_WHAT THIS TASK INVOLVES_
Arrange each line of the data below as a row in a Markdown table with the columns Row and Line. Number the rows and leave out any blank lines.
* Begin DATASET EXCERPTS *
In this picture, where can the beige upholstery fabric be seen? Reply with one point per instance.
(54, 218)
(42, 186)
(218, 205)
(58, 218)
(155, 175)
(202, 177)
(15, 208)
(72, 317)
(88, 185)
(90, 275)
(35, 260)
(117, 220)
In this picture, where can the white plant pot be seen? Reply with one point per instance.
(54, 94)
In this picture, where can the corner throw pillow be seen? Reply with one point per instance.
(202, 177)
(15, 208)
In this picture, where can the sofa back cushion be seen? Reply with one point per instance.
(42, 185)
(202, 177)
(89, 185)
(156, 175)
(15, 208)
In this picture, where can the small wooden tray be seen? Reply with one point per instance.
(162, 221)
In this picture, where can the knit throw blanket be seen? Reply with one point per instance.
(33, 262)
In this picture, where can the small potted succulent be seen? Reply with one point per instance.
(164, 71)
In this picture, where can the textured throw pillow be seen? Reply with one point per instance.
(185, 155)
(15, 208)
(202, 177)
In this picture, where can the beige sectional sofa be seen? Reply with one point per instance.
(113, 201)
* End DATASET EXCERPTS *
_ANSWER_
| Row | Line |
|---|---|
| 1 | In this picture, where can the beige upholstery fabric be seen? Reply with one point per instance. |
| 2 | (54, 218) |
| 3 | (42, 186) |
| 4 | (218, 205) |
| 5 | (58, 218) |
| 6 | (155, 175) |
| 7 | (202, 177) |
| 8 | (15, 208) |
| 9 | (72, 317) |
| 10 | (88, 185) |
| 11 | (90, 275) |
| 12 | (35, 260) |
| 13 | (117, 220) |
| 14 | In this picture, where can the white plant pot be seen? Reply with one point per instance. |
| 15 | (54, 94) |
| 16 | In this picture, where can the corner throw pillow be seen? Reply with one point per instance. |
| 17 | (202, 177) |
| 18 | (15, 208) |
| 19 | In this picture, where can the sofa back cushion be seen? Reply with one point per instance. |
| 20 | (42, 185) |
| 21 | (202, 177) |
| 22 | (89, 185) |
| 23 | (156, 175) |
| 24 | (15, 208) |
| 25 | In this picture, where can the small wooden tray be seen? Reply with one point per instance. |
| 26 | (162, 221) |
| 27 | In this picture, where can the knit throw blanket be seen? Reply with one point per instance. |
| 28 | (33, 262) |
| 29 | In this picture, where can the small potted succulent be seen? Reply with one point per instance. |
| 30 | (164, 71) |
| 31 | In this picture, where can the textured throw pillow be seen? Reply with one point per instance. |
| 32 | (185, 155) |
| 33 | (15, 208) |
| 34 | (202, 177) |
| 35 | In this picture, where can the beige sectional sofa be seen? Reply with one point per instance. |
| 36 | (113, 201) |